#### [Problem to work on]
Which of the lines below include "pole"? Each one should be copied out.

#### [Dataset excerpts]

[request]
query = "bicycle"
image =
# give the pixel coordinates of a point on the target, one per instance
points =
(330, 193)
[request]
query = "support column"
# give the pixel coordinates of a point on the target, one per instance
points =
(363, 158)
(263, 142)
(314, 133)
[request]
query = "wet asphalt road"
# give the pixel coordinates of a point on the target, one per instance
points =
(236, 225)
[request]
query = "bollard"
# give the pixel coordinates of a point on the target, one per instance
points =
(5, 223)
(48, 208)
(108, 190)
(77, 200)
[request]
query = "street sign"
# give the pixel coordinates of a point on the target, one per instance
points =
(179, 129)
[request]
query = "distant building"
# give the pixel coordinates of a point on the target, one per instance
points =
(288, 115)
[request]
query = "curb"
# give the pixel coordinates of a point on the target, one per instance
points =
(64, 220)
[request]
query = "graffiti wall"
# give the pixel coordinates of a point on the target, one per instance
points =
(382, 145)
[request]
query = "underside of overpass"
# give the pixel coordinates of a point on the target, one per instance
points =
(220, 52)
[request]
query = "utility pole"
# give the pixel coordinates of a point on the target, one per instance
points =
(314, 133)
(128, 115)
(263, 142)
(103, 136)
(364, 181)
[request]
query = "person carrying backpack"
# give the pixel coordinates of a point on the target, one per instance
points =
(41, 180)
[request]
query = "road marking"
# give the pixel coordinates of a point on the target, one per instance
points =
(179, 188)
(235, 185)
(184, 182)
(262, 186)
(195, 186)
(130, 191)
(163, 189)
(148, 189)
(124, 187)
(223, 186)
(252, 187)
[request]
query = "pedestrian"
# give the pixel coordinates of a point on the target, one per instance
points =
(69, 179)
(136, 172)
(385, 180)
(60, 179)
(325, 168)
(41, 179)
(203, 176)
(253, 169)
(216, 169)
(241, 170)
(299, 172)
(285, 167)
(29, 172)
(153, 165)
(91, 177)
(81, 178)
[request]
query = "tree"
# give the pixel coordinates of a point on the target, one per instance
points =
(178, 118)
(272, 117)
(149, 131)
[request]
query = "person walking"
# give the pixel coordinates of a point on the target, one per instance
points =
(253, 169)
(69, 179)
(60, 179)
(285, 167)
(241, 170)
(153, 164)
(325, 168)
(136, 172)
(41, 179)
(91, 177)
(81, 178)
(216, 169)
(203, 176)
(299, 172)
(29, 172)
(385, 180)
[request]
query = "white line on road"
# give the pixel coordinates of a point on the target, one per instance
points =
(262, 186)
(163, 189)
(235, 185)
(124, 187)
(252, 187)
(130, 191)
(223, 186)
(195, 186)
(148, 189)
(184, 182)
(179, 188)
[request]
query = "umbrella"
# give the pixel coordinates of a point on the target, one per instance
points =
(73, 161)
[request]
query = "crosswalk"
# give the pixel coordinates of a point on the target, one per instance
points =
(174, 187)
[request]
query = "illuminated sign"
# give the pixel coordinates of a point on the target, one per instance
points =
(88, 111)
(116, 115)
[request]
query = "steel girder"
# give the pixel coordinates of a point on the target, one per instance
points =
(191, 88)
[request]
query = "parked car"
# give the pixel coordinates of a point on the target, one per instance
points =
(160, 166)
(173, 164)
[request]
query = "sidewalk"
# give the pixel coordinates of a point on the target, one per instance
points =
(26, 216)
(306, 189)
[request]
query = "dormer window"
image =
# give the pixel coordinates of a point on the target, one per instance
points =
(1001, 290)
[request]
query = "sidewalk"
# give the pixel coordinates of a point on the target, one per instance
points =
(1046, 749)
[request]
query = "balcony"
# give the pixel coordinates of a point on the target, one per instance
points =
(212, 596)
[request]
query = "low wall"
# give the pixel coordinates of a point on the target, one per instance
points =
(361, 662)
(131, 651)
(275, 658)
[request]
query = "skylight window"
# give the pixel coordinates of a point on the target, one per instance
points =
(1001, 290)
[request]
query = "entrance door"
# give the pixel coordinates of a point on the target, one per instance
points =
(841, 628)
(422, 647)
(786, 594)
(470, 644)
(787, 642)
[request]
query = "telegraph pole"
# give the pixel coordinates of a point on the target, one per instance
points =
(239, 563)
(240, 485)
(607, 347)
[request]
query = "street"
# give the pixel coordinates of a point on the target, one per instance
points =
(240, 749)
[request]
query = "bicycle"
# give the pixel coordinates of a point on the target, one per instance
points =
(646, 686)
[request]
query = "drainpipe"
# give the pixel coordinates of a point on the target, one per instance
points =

#### [Solution to this problem]
query = "utility pole"
query = "telegraph pole"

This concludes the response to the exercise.